D’autant que le développement durable induit fréquemment des coûts supplémentaires pour l’entreprise. Ils sont liés par exemple, à la mise aux normes réglementaires, à la constitution de prévisions volontaristes pour risques environnementaux ou sociaux ou encore des frais spécifiques liés au développement du reporting extra financier, les coûts de recherche et développement.
Il paraît donc légitime de se demander si ces choix responsables ne créent pas également de nouveaux revenus. Le développement durable constitue également une opportunité de progrès pour l’entreprise, c’est l’occasion pour elle d’améliorer sa position concurrentielle en développant la différentiation de son offre et de son image grâce à l’innovation, mais aussi de dynamiser sa culture d’entreprise et de générer une véritable adhésion de ses salariés et de ses partenaires au projet de l’organisation, enfin il permet de mettre en place une véritable politique d’efficience, particulièrement dans les entreprises industrielles, afin d’économiser les ressources tout en maximisant la création de valeur. La démarche de l’entreprise devient lors proactive.
On voit ici se dessiner le lien entre actifs immatériels et démarche socialement responsable qui doivent être gérés en synergie.
Mais, l’une des limites de l’analyse serait de vouloir créer un lien direct entre responsabilité sociale et environnementale et création de valeur. La RSE n’est pas un actif immatériel au même titre que la marque, la bonne gouvernance ou le capital humain, c’est un engagement, un positionnement stratégique qui vise le support de son activité et implique donc une orientation particulière dans la gestion des actifs immatériels. La véritable création de valeur réside dans l’association de la RSE et des actifs immatériels de l’entreprise, qui serait un pré-requis de la croissance à long terme.
La question se pose encore de savoir si les performances sociales et environnementales améliorent à court terme la rentabilité de l’entreprise. Les études divergent et la relation n’est vérifiée ni en positif ni en négatif par les différentes études et semble très variable d’une entreprise à l’autre, mais il nous faut à nouveau souligner que toute démarche RSE se place dans une perspective de moyen et long termes et c’est à cet horizon que leur efficacité doit être mesurée.
Il semble également que les entreprises qui valorisent le mieux leur performance sociale et environnementale auprès des investisseurs surperforment leurs concurrentes du point de vue de la performance boursière.
Dans Raising the Bar , Claude Fusler montre comment 76 grandes entreprises membre de l’initiative Global Compact de l’ONU surperforment le cours de bourse de leur univers de référence. Et selon lui, même si «en théorie, un investisseur prend plus de risque en réduisant son portefeuille de valeurs, l’utilisation du filtre des critères de développement durable et de responsabilité s’avère au contraire un mécanisme efficace de sélection des valeurs».

TRAVAIL DEMANDÉ – Indiquez, d'après le segment de texte, combien de grandes entreprises membres de l'initiative Global Compact de l'ONU surperforment le cours de bourse de leur univers de référence dans Raising the Bar. Vous n'avez pas besoin des entrées.

ENTRÉES FOURNIES –
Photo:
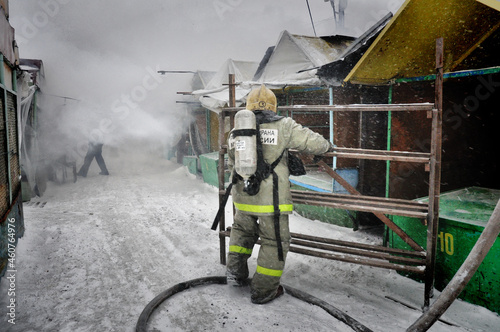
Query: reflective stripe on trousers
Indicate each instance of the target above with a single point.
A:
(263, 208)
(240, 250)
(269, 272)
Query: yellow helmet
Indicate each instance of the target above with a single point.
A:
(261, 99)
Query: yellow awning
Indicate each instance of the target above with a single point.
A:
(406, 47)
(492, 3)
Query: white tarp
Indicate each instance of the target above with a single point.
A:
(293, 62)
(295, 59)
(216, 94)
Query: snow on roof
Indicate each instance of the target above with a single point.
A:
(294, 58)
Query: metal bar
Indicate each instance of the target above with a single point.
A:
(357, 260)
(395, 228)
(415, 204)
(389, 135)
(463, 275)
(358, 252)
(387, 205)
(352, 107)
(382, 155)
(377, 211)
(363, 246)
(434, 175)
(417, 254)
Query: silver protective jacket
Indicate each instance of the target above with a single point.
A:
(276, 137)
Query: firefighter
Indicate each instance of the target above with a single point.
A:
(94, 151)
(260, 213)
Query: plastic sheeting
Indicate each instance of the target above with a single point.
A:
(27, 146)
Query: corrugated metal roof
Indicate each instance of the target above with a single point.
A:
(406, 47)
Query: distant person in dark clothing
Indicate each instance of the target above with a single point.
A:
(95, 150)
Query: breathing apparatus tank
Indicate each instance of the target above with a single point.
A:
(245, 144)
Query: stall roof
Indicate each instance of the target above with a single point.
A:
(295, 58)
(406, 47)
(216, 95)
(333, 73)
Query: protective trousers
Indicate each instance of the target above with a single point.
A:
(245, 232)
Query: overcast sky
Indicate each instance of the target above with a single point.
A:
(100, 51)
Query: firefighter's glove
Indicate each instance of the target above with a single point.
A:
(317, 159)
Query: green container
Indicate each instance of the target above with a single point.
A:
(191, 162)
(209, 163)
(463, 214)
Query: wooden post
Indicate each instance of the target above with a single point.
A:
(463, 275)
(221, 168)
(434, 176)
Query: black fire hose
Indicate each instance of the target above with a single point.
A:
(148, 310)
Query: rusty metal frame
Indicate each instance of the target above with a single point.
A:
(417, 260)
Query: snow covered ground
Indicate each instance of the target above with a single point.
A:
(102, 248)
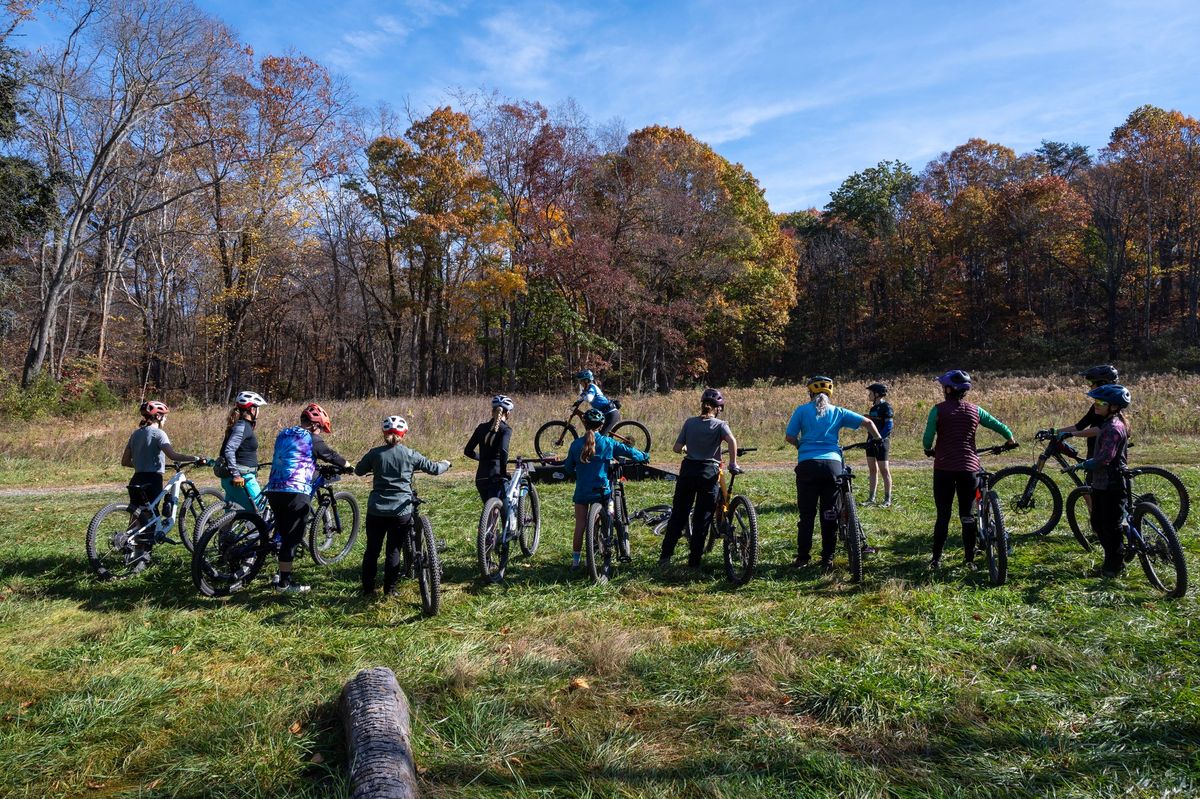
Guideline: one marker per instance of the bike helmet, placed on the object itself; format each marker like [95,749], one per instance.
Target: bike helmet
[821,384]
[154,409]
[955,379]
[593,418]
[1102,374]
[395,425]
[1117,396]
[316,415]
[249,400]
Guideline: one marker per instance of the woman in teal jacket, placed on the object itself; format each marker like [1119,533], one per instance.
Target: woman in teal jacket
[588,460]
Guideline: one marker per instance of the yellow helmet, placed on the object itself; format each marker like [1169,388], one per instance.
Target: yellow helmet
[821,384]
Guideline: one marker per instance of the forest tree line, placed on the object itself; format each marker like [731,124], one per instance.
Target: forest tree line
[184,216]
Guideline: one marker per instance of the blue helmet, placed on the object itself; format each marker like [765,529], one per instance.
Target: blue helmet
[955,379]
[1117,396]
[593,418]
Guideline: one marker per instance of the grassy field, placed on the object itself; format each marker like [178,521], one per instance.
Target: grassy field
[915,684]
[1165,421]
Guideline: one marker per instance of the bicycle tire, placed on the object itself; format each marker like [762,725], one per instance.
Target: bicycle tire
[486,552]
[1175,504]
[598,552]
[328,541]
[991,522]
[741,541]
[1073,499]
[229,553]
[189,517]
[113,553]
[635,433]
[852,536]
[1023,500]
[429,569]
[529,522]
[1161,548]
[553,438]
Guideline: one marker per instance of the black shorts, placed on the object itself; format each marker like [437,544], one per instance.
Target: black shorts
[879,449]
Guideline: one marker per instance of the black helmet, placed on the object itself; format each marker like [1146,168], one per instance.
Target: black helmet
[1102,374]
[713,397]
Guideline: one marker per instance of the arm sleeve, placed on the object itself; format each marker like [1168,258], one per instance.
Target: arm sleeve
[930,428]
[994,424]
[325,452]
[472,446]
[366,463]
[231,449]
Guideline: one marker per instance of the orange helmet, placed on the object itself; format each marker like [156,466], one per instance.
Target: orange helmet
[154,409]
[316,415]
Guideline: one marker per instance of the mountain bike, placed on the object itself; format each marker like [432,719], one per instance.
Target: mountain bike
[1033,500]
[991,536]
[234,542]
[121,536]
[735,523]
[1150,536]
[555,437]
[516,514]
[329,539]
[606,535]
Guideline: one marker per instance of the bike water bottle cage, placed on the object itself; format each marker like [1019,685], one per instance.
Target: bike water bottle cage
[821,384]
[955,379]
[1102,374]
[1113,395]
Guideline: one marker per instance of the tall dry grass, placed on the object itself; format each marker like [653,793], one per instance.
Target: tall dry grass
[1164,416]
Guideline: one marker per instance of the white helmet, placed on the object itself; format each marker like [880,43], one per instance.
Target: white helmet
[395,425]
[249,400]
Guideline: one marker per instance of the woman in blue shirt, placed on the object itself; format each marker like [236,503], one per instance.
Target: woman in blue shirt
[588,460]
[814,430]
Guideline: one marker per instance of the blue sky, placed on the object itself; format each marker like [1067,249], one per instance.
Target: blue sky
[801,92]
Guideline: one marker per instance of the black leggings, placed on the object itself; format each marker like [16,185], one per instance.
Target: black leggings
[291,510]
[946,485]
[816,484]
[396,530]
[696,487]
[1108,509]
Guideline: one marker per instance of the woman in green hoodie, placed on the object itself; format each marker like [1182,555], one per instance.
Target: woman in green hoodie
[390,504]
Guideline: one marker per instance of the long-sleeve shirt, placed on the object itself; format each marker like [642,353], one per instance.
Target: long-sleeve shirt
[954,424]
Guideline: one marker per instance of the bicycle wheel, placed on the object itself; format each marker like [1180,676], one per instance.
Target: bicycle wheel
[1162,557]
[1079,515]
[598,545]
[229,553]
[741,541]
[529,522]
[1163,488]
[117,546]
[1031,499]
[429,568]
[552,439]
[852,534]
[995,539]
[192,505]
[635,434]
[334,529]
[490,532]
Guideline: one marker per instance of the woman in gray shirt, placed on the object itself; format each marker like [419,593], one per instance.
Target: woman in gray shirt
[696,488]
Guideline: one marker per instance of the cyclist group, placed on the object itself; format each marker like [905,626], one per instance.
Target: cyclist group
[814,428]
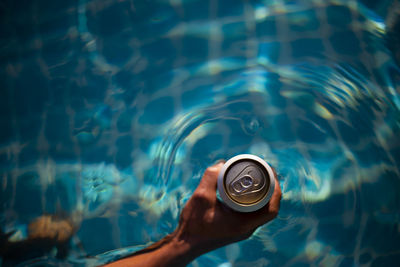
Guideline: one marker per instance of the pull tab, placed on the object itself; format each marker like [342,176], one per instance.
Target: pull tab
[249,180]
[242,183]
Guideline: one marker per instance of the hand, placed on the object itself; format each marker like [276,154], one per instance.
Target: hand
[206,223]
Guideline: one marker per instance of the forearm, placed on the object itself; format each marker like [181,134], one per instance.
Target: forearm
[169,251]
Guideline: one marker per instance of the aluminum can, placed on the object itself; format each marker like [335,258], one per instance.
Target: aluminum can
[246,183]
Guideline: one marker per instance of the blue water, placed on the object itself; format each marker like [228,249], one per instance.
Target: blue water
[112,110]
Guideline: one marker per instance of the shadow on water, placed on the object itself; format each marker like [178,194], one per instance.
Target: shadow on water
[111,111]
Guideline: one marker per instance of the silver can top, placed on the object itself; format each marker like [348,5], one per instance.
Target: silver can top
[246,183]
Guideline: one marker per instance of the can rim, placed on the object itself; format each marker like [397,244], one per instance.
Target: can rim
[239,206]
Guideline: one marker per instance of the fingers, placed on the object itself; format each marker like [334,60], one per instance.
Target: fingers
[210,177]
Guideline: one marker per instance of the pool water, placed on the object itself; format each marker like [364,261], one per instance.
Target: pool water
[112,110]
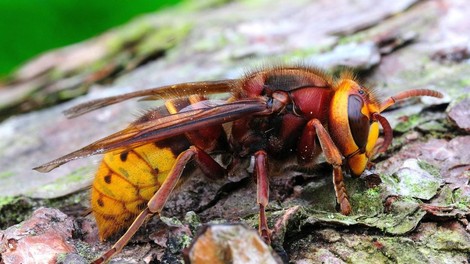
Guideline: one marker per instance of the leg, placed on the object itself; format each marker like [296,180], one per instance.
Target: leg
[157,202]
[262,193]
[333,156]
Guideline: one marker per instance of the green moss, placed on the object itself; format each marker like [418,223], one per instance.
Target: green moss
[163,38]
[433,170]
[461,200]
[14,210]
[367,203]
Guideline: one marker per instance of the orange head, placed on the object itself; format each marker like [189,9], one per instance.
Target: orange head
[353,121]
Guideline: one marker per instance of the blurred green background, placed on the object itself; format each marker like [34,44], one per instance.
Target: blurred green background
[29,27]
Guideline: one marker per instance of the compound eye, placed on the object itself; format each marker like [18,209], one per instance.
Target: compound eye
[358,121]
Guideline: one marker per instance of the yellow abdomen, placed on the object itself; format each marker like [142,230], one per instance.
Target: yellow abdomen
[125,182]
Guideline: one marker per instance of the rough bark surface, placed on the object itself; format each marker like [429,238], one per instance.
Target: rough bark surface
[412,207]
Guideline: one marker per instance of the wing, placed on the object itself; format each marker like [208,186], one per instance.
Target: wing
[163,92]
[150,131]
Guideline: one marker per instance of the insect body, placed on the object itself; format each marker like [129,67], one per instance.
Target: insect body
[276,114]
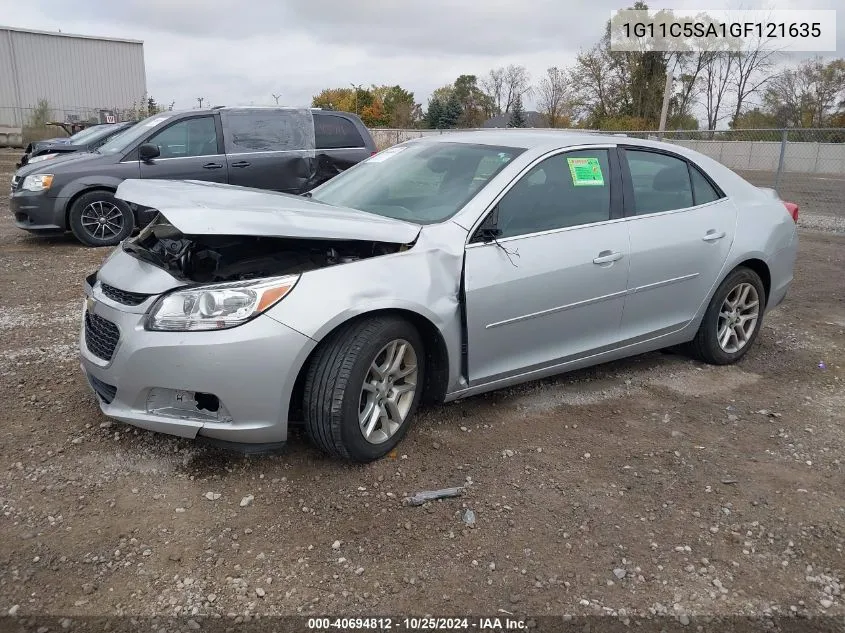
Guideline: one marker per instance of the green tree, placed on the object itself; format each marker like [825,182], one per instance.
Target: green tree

RÉPONSE – 76 grandes entreprises.